> **STATED TASK**
Rewrite the stretch from the line containing "Would you be able to pin the yellow safety" through the end of the lines below, requests included, and shift every x and y coordinate in the answers up by 121.

> **RECORD EXCERPTS**
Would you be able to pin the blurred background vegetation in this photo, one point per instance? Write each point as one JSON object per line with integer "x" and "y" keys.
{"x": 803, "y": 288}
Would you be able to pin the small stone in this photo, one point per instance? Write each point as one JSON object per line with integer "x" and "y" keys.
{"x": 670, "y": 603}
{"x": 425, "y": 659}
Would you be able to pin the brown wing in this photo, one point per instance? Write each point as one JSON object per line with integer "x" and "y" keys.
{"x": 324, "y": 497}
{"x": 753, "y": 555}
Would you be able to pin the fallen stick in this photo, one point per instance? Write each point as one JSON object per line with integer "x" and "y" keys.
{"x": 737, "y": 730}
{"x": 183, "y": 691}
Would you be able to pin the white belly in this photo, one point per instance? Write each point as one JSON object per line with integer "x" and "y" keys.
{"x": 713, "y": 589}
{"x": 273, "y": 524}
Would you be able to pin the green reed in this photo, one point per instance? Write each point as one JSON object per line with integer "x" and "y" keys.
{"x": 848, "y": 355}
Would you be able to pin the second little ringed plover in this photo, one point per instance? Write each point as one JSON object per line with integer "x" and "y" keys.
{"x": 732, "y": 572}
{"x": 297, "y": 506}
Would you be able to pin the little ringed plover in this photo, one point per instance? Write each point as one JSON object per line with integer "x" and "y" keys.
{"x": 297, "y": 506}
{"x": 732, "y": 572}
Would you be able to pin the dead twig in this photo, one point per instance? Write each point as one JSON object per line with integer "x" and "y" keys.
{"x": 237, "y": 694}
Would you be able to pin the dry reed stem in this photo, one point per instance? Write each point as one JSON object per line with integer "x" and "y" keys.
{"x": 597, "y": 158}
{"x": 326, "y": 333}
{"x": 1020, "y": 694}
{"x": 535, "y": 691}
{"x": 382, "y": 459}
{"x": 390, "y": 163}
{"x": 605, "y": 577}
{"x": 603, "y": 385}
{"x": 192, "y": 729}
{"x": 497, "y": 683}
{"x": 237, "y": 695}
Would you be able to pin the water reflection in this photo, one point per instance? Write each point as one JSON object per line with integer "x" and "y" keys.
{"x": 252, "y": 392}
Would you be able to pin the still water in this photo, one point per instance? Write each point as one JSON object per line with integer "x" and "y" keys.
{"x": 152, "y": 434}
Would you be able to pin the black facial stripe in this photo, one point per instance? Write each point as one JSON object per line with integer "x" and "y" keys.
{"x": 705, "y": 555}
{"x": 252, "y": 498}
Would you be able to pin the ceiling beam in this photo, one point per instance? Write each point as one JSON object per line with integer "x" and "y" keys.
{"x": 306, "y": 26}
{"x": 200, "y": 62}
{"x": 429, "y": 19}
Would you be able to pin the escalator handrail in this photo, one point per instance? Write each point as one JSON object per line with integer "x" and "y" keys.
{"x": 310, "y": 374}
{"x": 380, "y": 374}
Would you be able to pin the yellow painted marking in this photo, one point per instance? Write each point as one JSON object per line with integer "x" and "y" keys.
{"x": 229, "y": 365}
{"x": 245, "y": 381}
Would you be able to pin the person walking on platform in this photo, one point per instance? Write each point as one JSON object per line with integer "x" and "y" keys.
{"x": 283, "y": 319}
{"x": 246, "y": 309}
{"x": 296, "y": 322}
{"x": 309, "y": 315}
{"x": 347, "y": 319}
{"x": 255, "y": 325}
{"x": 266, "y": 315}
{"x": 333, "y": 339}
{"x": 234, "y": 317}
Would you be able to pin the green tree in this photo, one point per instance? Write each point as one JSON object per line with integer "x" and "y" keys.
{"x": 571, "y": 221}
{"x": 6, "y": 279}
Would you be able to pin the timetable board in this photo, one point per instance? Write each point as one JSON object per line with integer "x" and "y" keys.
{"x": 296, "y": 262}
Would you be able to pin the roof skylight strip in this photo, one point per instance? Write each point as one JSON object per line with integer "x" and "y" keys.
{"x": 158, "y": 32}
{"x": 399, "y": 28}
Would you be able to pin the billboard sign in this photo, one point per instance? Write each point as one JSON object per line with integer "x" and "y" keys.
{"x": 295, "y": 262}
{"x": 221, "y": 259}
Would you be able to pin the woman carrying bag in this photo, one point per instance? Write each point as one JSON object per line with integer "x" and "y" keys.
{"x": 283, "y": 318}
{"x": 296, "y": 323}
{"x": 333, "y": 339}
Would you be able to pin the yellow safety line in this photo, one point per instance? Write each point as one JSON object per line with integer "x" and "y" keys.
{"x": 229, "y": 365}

> **CORRECT ANSWER**
Would you be able to pin the yellow safety line in this photo, one point per instance? Write each point as one JSON object per line with integer "x" and "y" keys.
{"x": 350, "y": 486}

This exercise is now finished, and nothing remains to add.